◆ **Task instructions**
For each line below, write it out exactly as it appears.

[Opening Given information section]

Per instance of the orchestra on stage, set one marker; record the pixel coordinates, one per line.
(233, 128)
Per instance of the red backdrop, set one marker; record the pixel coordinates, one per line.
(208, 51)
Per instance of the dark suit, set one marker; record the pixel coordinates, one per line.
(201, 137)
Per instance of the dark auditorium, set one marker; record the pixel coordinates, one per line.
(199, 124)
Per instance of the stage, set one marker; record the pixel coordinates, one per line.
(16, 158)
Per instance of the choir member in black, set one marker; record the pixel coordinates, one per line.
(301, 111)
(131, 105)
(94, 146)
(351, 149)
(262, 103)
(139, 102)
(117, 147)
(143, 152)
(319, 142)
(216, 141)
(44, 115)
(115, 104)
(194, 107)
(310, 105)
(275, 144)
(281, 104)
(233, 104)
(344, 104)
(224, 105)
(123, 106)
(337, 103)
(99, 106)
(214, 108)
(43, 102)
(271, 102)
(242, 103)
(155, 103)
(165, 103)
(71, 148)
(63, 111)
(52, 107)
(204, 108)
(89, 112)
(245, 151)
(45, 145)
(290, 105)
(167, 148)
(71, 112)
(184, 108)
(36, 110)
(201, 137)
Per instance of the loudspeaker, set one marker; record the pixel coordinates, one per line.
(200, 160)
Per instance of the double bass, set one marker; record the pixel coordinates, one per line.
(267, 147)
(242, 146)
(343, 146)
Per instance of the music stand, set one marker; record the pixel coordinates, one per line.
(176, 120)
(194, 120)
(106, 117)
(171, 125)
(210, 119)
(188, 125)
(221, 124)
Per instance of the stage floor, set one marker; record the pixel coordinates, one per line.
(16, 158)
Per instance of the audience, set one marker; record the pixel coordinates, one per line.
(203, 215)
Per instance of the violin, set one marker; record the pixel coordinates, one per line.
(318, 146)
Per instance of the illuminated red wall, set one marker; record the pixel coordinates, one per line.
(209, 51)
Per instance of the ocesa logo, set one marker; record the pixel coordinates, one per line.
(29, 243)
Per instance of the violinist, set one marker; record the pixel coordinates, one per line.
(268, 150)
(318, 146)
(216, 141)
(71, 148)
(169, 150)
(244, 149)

[Closing Given information section]

◆ **Task answer**
Per instance of the orchestra on stage, set one marker; record the pixel coordinates, one per line.
(233, 128)
Per instance of the red backdrop, set one marker; record the pixel coordinates, one per line.
(208, 51)
Per instance of the dark suit, set one marker; record the pixel coordinates, one per line.
(201, 137)
Per instance of the dark auditorium, set one marker; record the pixel coordinates, one per line.
(199, 124)
Per instance of the stage, set one marker; record the pixel coordinates, one per line.
(16, 158)
Per instance of the choir member in black, set one marker; record the pixel coordinates, one per line.
(301, 111)
(131, 105)
(94, 146)
(351, 149)
(262, 103)
(139, 102)
(117, 147)
(143, 152)
(319, 142)
(216, 141)
(44, 115)
(115, 104)
(194, 107)
(310, 105)
(275, 144)
(281, 104)
(233, 104)
(344, 104)
(224, 105)
(123, 106)
(337, 103)
(99, 106)
(214, 108)
(43, 102)
(271, 102)
(242, 103)
(155, 103)
(165, 103)
(71, 148)
(63, 111)
(52, 107)
(204, 108)
(89, 112)
(245, 151)
(45, 145)
(290, 105)
(167, 148)
(71, 112)
(184, 108)
(36, 110)
(201, 137)
Per instance of the loudspeaker, set one marker; record the pixel coordinates, one per line.
(200, 160)
Per instance of the double bass, set one marker; record the pixel coordinates, one per line.
(267, 147)
(242, 146)
(343, 146)
Per instance of the music stand, set one marker; record the pixel coordinates, one per line.
(176, 120)
(194, 120)
(106, 117)
(171, 125)
(210, 119)
(188, 125)
(221, 124)
Per instance of the stage floor, set one marker; record the pixel coordinates, one per line.
(16, 158)
Per instance of the audience, set one marker; record the pixel coordinates, one per line.
(203, 215)
Per instance of the violin, set one marker; record the pixel coordinates, one per line.
(318, 146)
Per instance of the illuminated red wall, set one marker; record the pixel coordinates, one per line.
(209, 51)
Per instance of the ocesa logo, set one marker; record the pixel coordinates, one per line.
(29, 243)
Per instance of the violinist, set one marker; record the pixel coordinates, one per line.
(268, 150)
(318, 146)
(216, 141)
(71, 148)
(169, 150)
(244, 149)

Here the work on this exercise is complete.